== Extracted entries ==
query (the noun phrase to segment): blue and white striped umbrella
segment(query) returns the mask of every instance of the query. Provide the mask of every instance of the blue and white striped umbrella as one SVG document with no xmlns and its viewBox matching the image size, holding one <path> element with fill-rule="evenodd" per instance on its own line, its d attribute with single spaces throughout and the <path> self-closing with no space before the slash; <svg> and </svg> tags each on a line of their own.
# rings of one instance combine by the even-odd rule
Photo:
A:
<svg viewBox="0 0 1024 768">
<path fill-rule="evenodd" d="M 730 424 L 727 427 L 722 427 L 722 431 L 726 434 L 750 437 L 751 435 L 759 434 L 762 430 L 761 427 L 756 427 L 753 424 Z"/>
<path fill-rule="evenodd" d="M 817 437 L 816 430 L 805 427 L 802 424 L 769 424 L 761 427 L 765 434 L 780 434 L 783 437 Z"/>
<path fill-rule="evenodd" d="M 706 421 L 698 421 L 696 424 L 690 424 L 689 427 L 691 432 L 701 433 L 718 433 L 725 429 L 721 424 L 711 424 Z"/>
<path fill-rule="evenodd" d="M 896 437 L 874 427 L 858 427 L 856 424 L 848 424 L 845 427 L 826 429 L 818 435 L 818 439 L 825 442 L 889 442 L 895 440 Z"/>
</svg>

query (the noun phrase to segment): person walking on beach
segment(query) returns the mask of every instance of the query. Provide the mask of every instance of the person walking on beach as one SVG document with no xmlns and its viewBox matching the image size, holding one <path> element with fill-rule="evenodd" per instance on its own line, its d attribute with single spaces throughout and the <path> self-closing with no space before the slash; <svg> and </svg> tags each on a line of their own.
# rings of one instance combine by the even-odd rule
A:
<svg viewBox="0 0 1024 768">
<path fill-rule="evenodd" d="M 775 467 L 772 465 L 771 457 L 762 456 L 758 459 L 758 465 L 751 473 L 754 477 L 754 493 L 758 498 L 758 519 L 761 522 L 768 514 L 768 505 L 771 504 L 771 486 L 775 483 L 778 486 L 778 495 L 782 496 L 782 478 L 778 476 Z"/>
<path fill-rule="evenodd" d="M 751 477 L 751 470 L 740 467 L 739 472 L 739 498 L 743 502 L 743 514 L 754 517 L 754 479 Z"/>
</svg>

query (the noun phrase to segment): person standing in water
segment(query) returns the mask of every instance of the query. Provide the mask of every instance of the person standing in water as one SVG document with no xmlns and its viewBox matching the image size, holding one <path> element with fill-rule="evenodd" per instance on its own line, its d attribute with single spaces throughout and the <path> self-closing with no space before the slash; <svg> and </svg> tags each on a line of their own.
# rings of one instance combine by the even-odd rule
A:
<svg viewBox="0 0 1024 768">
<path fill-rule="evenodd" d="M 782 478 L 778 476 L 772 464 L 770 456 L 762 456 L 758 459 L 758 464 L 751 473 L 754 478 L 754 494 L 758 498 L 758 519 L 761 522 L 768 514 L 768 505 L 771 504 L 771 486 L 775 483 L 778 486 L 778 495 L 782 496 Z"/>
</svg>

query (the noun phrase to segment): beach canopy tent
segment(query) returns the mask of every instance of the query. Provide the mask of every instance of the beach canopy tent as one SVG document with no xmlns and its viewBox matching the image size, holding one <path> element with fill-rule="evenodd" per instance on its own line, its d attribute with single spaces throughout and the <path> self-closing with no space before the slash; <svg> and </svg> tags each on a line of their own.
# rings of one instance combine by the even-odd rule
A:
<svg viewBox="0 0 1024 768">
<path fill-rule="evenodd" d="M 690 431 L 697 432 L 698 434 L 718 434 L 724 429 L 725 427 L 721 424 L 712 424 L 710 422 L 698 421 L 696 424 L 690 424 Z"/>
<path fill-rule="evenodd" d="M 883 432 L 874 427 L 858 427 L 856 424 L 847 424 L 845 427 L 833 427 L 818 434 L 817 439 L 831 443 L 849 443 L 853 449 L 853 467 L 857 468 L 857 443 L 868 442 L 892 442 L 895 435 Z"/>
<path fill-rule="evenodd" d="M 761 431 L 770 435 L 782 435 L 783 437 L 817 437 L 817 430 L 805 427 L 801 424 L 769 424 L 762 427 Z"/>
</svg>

== The request ==
Everything in the listing above should be restated exactly.

== Worked solution ==
query (the noun phrase to segment): blue and white striped umbrella
segment(query) returns the mask of every instance of the query. Provide the mask of every instance of the blue and white striped umbrella as one SVG document with no xmlns and its viewBox matching the image size, holding one <path> element with fill-rule="evenodd" per instance on its own line, its d attribute with single spaces throughout and the <path> self-closing with no space before the slash; <svg> and </svg> tags each on a line of their own.
# rings of one instance combine by the even-odd rule
Photo:
A:
<svg viewBox="0 0 1024 768">
<path fill-rule="evenodd" d="M 730 424 L 727 427 L 722 427 L 722 431 L 726 434 L 750 437 L 751 435 L 759 434 L 762 430 L 761 427 L 756 427 L 753 424 Z"/>
<path fill-rule="evenodd" d="M 817 437 L 816 430 L 805 427 L 802 424 L 769 424 L 761 427 L 765 434 L 780 434 L 783 437 Z"/>
<path fill-rule="evenodd" d="M 706 421 L 698 421 L 696 424 L 690 424 L 689 427 L 691 432 L 701 433 L 718 433 L 725 429 L 721 424 L 711 424 Z"/>
<path fill-rule="evenodd" d="M 896 437 L 874 427 L 858 427 L 856 424 L 848 424 L 845 427 L 826 429 L 818 435 L 818 439 L 825 442 L 889 442 L 895 440 Z"/>
</svg>

query (the noun phrase to segment): person walking on beach
segment(query) returns the mask of every instance of the query. Provide the mask of every instance of the person walking on beach as one SVG document with no xmlns and its viewBox matching the image size, holding one <path> element with fill-rule="evenodd" per instance on its own line, its d attribute with single spaces throughout and the <path> self-closing with no space before the slash; <svg> and </svg> tags each on a line of their own.
# rings of one instance combine by the even-odd rule
A:
<svg viewBox="0 0 1024 768">
<path fill-rule="evenodd" d="M 775 467 L 772 465 L 771 457 L 762 456 L 758 459 L 758 465 L 751 473 L 754 477 L 754 493 L 758 498 L 758 519 L 761 522 L 768 514 L 768 505 L 771 504 L 771 486 L 775 483 L 778 486 L 778 495 L 782 496 L 782 478 L 778 476 Z"/>
<path fill-rule="evenodd" d="M 751 477 L 751 470 L 740 467 L 739 472 L 739 498 L 743 502 L 743 514 L 754 517 L 754 479 Z"/>
</svg>

query (the noun phrase to segment): person standing in water
segment(query) returns the mask of every instance of the query. Provide the mask of every instance of the person standing in water as one SVG document with no xmlns and its viewBox matching the image size, holding one <path> element with fill-rule="evenodd" per instance on its own line, its d attribute with single spaces throughout and the <path> self-closing with no space before the slash; <svg> and </svg> tags each on a line of their own.
# rings of one instance combine by the even-odd rule
A:
<svg viewBox="0 0 1024 768">
<path fill-rule="evenodd" d="M 782 478 L 778 476 L 772 464 L 770 456 L 762 456 L 758 459 L 758 464 L 751 473 L 754 478 L 754 494 L 758 498 L 758 519 L 761 522 L 768 514 L 768 505 L 771 504 L 771 486 L 775 483 L 778 486 L 778 495 L 782 496 Z"/>
</svg>

query (the noun phrase to segment): beach canopy tent
segment(query) returns the mask of every instance of the query. Provide the mask of every instance of the beach canopy tent as one SVG document with no xmlns and its viewBox matching the image size, holding one <path> element with fill-rule="evenodd" per instance on its own line, its d attribute with single spaces throughout and the <path> self-closing with no space before the slash; <svg> and </svg> tags each on a line of their own.
# rings of one instance combine by the even-odd rule
A:
<svg viewBox="0 0 1024 768">
<path fill-rule="evenodd" d="M 690 431 L 697 432 L 698 434 L 718 434 L 724 429 L 725 427 L 721 424 L 712 424 L 710 422 L 698 421 L 696 424 L 690 424 Z"/>
<path fill-rule="evenodd" d="M 883 432 L 874 427 L 858 427 L 856 424 L 847 424 L 845 427 L 833 427 L 818 434 L 817 439 L 831 443 L 849 443 L 853 449 L 853 467 L 857 468 L 857 443 L 868 442 L 892 442 L 895 435 Z"/>
<path fill-rule="evenodd" d="M 761 431 L 770 435 L 782 435 L 783 437 L 817 437 L 817 430 L 805 427 L 801 424 L 769 424 L 762 427 Z"/>
</svg>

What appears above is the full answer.